Problem details => Count the lines in the entries below that contain the string "marble". Matching is case-sensitive. Reply with the number only.

Object location annotation data:
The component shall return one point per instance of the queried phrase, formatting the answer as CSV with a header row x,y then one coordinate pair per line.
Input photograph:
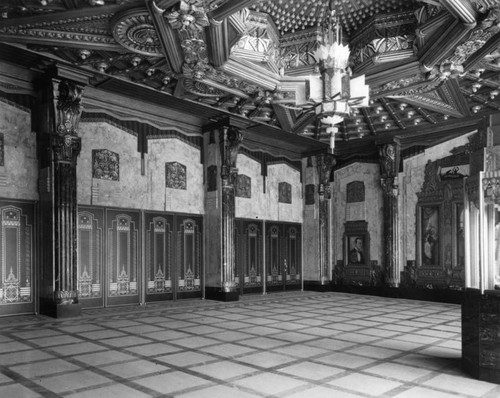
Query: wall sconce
x,y
135,61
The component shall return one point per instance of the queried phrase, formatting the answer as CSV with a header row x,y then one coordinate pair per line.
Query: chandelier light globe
x,y
333,55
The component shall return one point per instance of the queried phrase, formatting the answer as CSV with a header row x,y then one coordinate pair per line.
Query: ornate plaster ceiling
x,y
430,64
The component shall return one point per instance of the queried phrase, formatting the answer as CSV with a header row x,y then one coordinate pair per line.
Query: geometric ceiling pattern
x,y
430,64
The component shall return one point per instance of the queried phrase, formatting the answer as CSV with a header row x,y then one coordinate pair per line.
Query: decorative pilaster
x,y
389,164
58,201
229,141
325,164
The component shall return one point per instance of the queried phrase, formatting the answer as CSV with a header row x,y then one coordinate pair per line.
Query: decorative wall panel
x,y
122,254
175,175
90,251
188,254
105,165
159,254
283,256
16,256
284,192
249,254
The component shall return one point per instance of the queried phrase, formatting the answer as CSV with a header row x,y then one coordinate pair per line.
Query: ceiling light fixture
x,y
335,93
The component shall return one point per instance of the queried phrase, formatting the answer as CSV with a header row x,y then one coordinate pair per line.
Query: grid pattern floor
x,y
303,344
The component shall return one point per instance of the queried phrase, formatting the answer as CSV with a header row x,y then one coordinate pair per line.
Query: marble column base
x,y
480,334
49,308
215,293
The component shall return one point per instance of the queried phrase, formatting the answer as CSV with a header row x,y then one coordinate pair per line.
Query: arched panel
x,y
90,255
16,258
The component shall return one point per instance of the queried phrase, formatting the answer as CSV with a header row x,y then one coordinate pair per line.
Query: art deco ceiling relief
x,y
427,63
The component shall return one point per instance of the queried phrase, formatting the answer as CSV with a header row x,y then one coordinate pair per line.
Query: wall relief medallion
x,y
355,192
212,178
105,165
310,188
243,186
134,30
175,175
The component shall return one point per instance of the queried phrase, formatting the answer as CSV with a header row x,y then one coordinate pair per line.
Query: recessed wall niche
x,y
105,165
175,175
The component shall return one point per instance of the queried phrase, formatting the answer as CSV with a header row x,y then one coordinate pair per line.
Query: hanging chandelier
x,y
334,92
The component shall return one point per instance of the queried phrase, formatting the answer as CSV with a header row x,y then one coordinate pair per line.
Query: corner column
x,y
59,146
221,274
325,164
389,165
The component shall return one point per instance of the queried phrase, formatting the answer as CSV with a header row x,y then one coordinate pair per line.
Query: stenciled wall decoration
x,y
175,175
243,186
2,162
105,165
284,192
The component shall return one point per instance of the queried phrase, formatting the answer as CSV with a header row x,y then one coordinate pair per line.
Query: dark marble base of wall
x,y
436,295
316,286
481,334
49,308
215,293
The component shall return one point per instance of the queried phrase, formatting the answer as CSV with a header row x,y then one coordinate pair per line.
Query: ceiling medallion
x,y
134,30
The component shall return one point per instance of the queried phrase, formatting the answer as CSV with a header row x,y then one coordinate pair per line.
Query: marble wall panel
x,y
131,190
369,174
161,197
278,211
310,226
19,172
411,182
256,206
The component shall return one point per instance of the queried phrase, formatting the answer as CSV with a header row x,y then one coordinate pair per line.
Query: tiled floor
x,y
285,345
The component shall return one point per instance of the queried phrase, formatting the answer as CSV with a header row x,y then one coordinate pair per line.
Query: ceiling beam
x,y
461,10
229,8
388,107
491,45
442,42
169,40
453,94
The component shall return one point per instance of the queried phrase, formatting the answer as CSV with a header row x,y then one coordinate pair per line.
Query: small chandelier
x,y
334,92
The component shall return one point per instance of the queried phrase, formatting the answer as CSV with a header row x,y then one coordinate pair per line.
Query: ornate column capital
x,y
325,163
230,140
389,168
68,107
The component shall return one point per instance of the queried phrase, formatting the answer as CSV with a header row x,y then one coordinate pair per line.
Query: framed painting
x,y
428,235
356,249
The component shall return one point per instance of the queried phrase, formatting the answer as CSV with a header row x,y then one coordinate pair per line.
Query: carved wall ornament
x,y
230,141
388,164
66,148
284,192
355,192
105,165
68,107
190,16
175,175
134,30
243,186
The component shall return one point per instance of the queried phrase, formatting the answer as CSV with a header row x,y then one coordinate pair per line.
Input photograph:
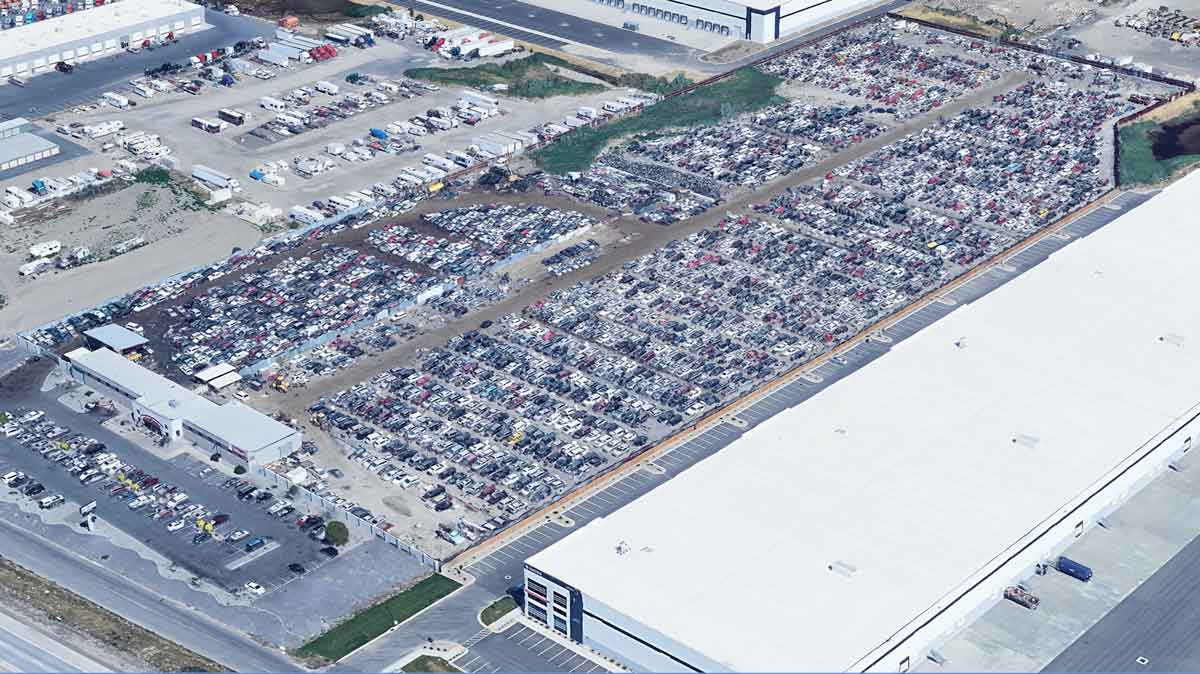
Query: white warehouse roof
x,y
921,469
84,24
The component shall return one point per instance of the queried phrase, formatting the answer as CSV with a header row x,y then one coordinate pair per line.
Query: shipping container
x,y
235,118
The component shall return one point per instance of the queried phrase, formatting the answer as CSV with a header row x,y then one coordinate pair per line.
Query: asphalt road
x,y
136,603
569,26
24,648
51,92
1157,621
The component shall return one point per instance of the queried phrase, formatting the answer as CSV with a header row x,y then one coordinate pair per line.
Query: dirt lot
x,y
180,236
82,623
990,16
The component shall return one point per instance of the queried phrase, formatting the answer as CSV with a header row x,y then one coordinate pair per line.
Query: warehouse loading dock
x,y
239,433
102,31
1055,421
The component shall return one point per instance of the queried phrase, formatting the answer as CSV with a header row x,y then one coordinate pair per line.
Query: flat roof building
x,y
759,20
859,528
35,48
114,337
241,434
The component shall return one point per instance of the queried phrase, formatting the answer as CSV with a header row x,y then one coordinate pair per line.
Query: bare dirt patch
x,y
993,18
48,602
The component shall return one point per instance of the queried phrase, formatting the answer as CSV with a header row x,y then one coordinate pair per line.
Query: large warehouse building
x,y
241,434
35,48
19,146
760,20
858,529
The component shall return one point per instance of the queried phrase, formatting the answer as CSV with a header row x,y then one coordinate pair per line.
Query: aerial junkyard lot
x,y
927,156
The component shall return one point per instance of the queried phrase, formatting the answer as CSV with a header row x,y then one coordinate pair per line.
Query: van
x,y
1073,569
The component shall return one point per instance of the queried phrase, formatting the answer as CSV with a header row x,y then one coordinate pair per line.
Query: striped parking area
x,y
503,567
521,649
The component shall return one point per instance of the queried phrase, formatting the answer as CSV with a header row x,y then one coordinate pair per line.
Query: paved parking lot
x,y
521,649
219,561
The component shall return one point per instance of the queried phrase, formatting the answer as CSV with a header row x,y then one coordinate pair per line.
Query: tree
x,y
336,534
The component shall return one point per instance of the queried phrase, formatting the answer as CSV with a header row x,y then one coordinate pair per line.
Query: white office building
x,y
240,433
861,528
759,20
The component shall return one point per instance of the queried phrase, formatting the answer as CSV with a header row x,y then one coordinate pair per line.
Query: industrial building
x,y
18,146
114,337
759,20
35,48
241,434
861,528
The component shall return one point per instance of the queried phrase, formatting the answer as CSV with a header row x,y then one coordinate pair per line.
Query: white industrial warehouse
x,y
35,48
861,528
760,20
241,434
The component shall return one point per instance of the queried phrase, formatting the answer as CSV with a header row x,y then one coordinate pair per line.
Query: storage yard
x,y
465,337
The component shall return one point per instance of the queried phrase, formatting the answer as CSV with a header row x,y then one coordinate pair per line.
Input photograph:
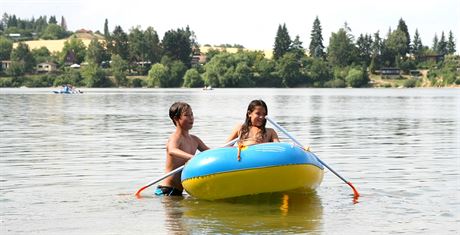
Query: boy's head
x,y
177,109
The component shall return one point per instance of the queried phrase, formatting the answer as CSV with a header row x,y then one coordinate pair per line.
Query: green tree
x,y
119,68
288,69
158,76
144,46
177,45
435,46
394,48
192,78
282,42
297,48
451,43
442,45
52,20
403,27
319,72
357,78
316,44
42,54
364,45
417,46
74,51
63,23
95,53
153,47
6,46
22,56
106,30
341,50
119,43
264,73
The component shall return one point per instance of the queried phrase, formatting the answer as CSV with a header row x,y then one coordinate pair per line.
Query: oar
x,y
179,169
356,194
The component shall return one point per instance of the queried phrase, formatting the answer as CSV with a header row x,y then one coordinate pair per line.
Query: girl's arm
x,y
274,136
235,133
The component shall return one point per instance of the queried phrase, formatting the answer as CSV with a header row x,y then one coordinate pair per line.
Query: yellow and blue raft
x,y
262,168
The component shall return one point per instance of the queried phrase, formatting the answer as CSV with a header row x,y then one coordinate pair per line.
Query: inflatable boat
x,y
263,168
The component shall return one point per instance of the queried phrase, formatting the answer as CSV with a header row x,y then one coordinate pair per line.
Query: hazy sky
x,y
251,23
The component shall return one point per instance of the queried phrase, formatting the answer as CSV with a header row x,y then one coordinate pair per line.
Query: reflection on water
x,y
293,212
72,163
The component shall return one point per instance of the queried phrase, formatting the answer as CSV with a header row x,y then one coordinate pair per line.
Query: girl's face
x,y
257,116
186,120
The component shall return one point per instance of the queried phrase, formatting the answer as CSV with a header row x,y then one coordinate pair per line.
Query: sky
x,y
251,23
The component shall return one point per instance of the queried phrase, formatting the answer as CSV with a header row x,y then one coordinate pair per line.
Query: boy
x,y
180,148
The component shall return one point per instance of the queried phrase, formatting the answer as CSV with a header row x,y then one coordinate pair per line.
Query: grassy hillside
x,y
57,45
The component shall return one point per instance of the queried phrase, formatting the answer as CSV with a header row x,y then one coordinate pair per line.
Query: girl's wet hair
x,y
177,109
247,123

Task result => 3